▸ Problem details
Please state where Sarah Wiegreffe works, according to the passage on interpretability and safety.

▸ Source passage
——

Interpretability and safety

Perhaps the most pressing reason AI companies have for investing in interpretability research is to find better ways of erecting “guardrails” around large language models. If a model is prone to outputting toxic speech, researchers typically study the responses of the systems to a variety of potentially risky prompts, then place limitations on what the model can say, or bar the model from responding to certain prompts entirely.

But that method has real limitations, says Sarah Wiegreffe, a model interpretability researcher at the Allen Institute for AI in Seattle. “It’s certainly limited in the sense that given the vast space of possible inputs the model could receive, and the vast space of possible outputs it could generate, it would be pretty difficult to reasonably enumerate all of the possible scenarios that you might have in the real world,” she says.

Mechanistic interpretability in this context might mean looking deep within the layers of the network to find the crucial calculation that led to an unsafe output. “So, for example, there is some recent work showing that if you can localize a certain factual statement in a language model, you can actually edit those weights of the model to essentially correct that,” Wiegreffe says. “You can do model surgery . . . to fix things that are incorrect without needing to retrain the entire system.”

But tweaking a large language model’s proclivity toward one harmful behavior might hobble its tendencies toward other behaviors we like. Explicit “do not say” commands might, for example, limit the model’s creative and improvisational capabilities. That’s a compelling argument for using less invasive ways of “steering” a model.

In fact, many in the AI community remain skeptical of the need for neuron-by-neuron mechanistic interpretability to guarentee the near-term and long-term safety of AI systems.

“I don’t think it’s the best way to study an intelligent system, given the timelines we’re working with,” Cohere’s Gomez says.

Indeed, with capitalist forces now pushing tech companies to get LLMs into production in every industry, and, soon, into use in personal technology (Alexa and Siri, for example), the AI community may not have so long to increase their understanding of how LLMs work.

“The naive approach is to simply ask the system to cite its sources,” Gomez says. “I believe in the naive approach. As these systems begin being used for more important tasks, we’ll have to demand that they base their outputs on facts.”

No benchmarks

While ample benchmarks exist for measuring the performance of language models (like standardized tests for AIs), there is yet no common set of benchmarks for measuring the interpretability of LLMs. The industry hasn’t, for example, adopted something like OpenAI’s scoring system for interpreting the output of a single neuron in an LLM.

Rather, you have a lot of researchers doing their best to shine flashlights on things inside a very, very large black box. “We don’t yet have the metric or benchmark that we could all agree on and work toward,” Batson says. “We have the phenomena that we understand, and we’re putting together the big picture right now.” Researchers publish papers describing new techniques for studying models, and other researchers in the community then try to understand advances are comprehensible and build on existing intuitions.

“You definitely know when you see it,” Batson says. “You’re like ‘Oh okay, this is a much better picture of what’s going on.”

——

▸ Data supplied
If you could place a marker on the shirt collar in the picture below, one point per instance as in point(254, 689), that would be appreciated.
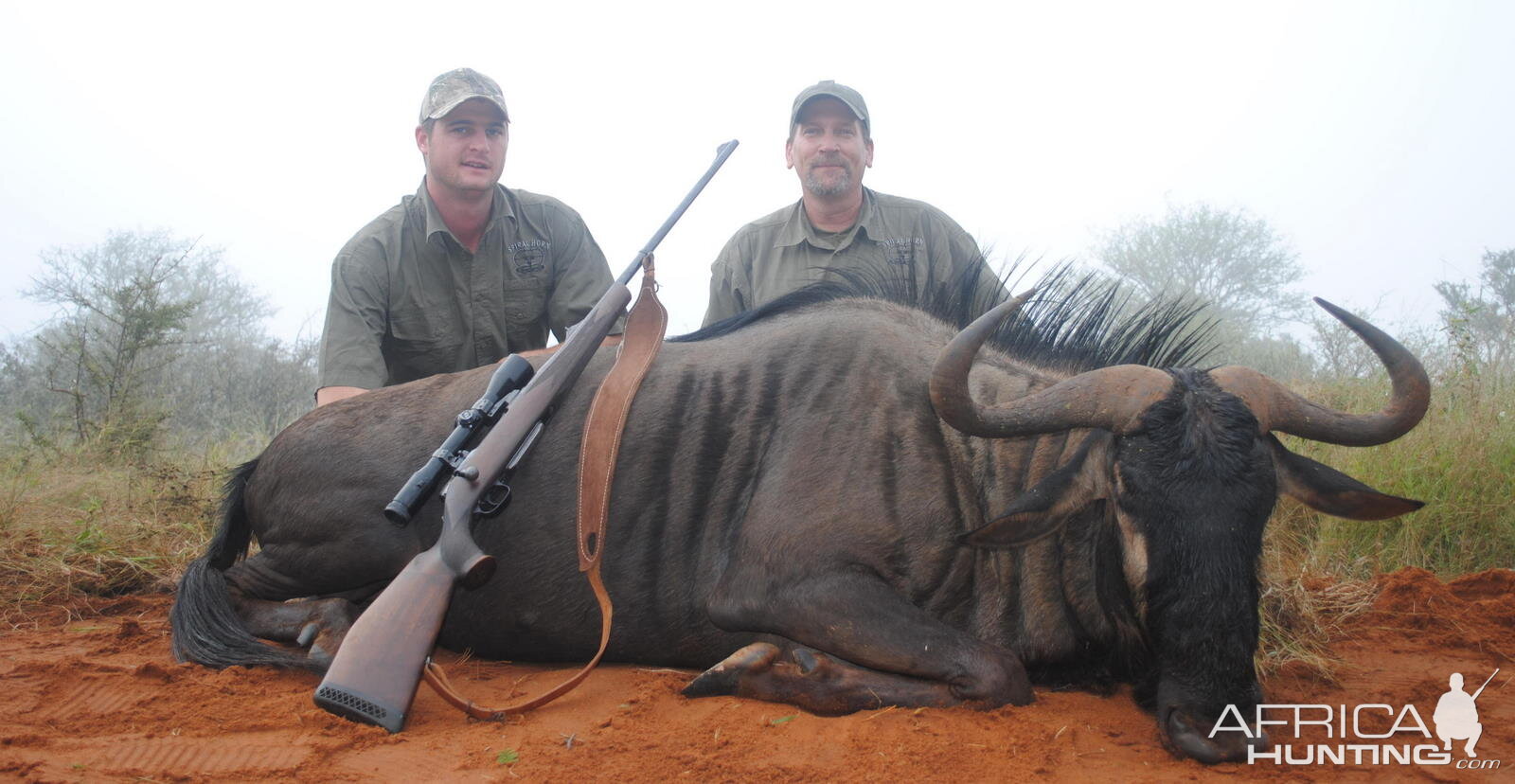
point(499, 210)
point(799, 229)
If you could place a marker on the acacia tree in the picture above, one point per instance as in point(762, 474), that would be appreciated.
point(1232, 262)
point(128, 309)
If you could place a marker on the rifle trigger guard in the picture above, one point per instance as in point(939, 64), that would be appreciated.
point(492, 500)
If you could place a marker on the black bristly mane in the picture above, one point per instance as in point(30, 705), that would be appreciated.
point(1076, 321)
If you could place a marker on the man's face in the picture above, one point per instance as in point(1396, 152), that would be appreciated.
point(828, 149)
point(466, 149)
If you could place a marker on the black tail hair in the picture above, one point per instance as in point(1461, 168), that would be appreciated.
point(1078, 321)
point(205, 624)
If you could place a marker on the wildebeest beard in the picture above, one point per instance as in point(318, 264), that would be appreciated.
point(1201, 486)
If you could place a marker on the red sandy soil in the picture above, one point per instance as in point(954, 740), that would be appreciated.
point(102, 700)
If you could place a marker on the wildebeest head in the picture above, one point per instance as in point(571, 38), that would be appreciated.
point(1189, 472)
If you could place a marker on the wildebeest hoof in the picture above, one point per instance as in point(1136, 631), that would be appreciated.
point(1185, 738)
point(807, 660)
point(723, 678)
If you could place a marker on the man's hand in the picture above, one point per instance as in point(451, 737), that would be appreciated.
point(330, 394)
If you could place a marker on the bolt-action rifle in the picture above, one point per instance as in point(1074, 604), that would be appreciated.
point(379, 665)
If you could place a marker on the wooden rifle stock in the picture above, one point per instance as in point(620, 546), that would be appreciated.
point(378, 668)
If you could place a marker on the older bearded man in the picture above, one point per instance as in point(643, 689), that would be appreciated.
point(462, 273)
point(838, 225)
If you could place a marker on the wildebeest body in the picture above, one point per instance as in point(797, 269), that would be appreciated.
point(795, 482)
point(746, 455)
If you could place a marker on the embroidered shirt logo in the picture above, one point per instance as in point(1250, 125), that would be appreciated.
point(529, 255)
point(903, 250)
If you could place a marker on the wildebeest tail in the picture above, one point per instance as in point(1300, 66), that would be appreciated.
point(206, 629)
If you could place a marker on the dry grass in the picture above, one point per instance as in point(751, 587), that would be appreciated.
point(73, 530)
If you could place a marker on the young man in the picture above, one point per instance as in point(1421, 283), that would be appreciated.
point(837, 224)
point(462, 273)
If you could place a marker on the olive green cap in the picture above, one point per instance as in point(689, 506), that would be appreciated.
point(454, 86)
point(841, 93)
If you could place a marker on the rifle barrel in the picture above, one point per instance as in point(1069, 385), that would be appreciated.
point(722, 153)
point(1485, 683)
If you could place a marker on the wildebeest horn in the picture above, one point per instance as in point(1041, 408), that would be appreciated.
point(1111, 399)
point(1280, 409)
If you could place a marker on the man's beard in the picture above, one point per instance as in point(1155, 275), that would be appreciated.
point(835, 187)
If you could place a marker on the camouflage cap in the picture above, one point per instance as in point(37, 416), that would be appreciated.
point(841, 93)
point(458, 85)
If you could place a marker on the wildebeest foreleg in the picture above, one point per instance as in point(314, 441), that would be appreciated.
point(318, 624)
point(871, 648)
point(814, 682)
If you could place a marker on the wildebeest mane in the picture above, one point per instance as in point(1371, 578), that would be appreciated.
point(1076, 323)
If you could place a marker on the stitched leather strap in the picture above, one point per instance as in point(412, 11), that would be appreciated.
point(602, 442)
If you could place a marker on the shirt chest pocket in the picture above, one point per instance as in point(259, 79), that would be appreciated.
point(525, 301)
point(420, 328)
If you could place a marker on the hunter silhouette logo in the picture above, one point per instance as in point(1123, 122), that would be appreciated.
point(1458, 715)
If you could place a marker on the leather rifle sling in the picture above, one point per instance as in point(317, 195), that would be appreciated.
point(602, 442)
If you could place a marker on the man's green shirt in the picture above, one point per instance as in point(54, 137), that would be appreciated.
point(894, 240)
point(409, 301)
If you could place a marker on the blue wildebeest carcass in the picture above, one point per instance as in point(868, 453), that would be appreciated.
point(840, 505)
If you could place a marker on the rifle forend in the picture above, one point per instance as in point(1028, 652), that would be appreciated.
point(379, 663)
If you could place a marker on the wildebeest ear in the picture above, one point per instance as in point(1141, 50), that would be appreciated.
point(1330, 490)
point(1040, 510)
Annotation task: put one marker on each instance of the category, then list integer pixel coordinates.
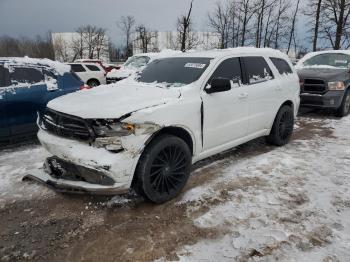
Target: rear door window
(78, 68)
(230, 69)
(257, 69)
(282, 66)
(92, 68)
(25, 75)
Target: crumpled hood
(123, 72)
(113, 101)
(327, 74)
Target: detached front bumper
(79, 167)
(111, 80)
(331, 100)
(62, 185)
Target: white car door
(225, 114)
(264, 93)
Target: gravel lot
(253, 203)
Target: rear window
(257, 69)
(78, 68)
(92, 68)
(19, 75)
(282, 66)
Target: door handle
(243, 96)
(278, 88)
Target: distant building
(169, 40)
(71, 46)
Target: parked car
(91, 73)
(106, 67)
(325, 80)
(26, 85)
(148, 131)
(135, 64)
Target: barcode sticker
(195, 65)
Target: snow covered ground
(288, 204)
(291, 204)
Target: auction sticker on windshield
(195, 65)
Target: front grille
(64, 125)
(314, 86)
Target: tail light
(85, 87)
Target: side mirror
(218, 85)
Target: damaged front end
(97, 156)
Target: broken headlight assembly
(336, 86)
(109, 132)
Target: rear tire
(344, 109)
(163, 169)
(93, 83)
(282, 128)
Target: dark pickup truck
(325, 81)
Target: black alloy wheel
(163, 169)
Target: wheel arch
(285, 103)
(177, 131)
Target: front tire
(163, 169)
(344, 109)
(282, 128)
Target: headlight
(336, 86)
(111, 128)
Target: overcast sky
(32, 17)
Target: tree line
(260, 23)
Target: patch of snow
(299, 211)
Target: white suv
(92, 74)
(147, 132)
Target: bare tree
(292, 30)
(144, 38)
(313, 11)
(281, 21)
(185, 36)
(335, 25)
(78, 46)
(127, 24)
(247, 10)
(61, 48)
(220, 21)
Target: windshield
(137, 61)
(175, 71)
(331, 59)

——

▸ Your solution
The Allen Institute for AI in Seattle.